[[ DATA RECORDS, beginning ]]

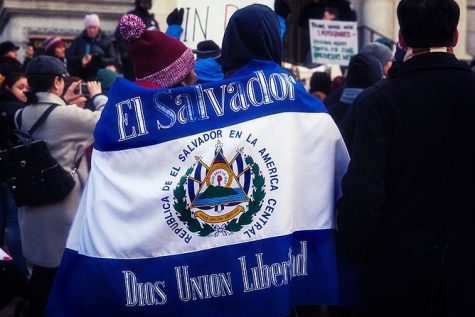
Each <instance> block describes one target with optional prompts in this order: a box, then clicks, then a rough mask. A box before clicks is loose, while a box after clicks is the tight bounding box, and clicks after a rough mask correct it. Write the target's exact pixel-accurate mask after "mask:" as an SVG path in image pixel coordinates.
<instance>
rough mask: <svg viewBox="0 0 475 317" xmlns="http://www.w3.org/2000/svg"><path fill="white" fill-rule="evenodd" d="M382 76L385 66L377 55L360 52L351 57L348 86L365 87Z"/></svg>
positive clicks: (347, 85)
mask: <svg viewBox="0 0 475 317" xmlns="http://www.w3.org/2000/svg"><path fill="white" fill-rule="evenodd" d="M382 78H383V67H382V65H381V63H380V62H379V60H378V59H377V58H376V57H374V56H372V55H369V54H362V53H360V54H357V55H355V56H353V57H352V58H351V60H350V64H349V65H348V75H347V76H346V84H347V87H348V88H362V89H364V88H367V87H370V86H372V85H373V84H374V83H376V82H378V81H379V80H381V79H382Z"/></svg>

[[ DATA RECORDS, end ]]

#### DIRECTIONS FOR THIS TASK
Rewrite the rows above as a numbered list, omitting any blank lines. Leave the pictures out of your answer.

#### FINISHED EXERCISE
1. Each <instance> block describes one target with optional prompts in this order: a box, then clicks, then a rough mask. A box before clicks is loose, while a box after clicks is the tight bounding box, and clicks after a rough mask correct it. Write the target's exact pixel-accurate mask after "mask:" as an SVG path in image pixel coordinates.
2. <instance>
3. rough mask: <svg viewBox="0 0 475 317" xmlns="http://www.w3.org/2000/svg"><path fill="white" fill-rule="evenodd" d="M382 76L385 66L377 55L360 52L351 57L348 86L365 87Z"/></svg>
4. positive clicks: (347, 85)
5. mask: <svg viewBox="0 0 475 317" xmlns="http://www.w3.org/2000/svg"><path fill="white" fill-rule="evenodd" d="M382 78H383V67H382V65H381V63H380V62H379V60H378V59H377V58H376V57H374V56H372V55H369V54H362V53H360V54H357V55H355V56H353V57H352V58H351V60H350V64H349V65H348V75H347V76H346V84H347V87H348V88H362V89H364V88H367V87H370V86H372V85H373V84H374V83H376V82H378V81H379V80H381V79H382Z"/></svg>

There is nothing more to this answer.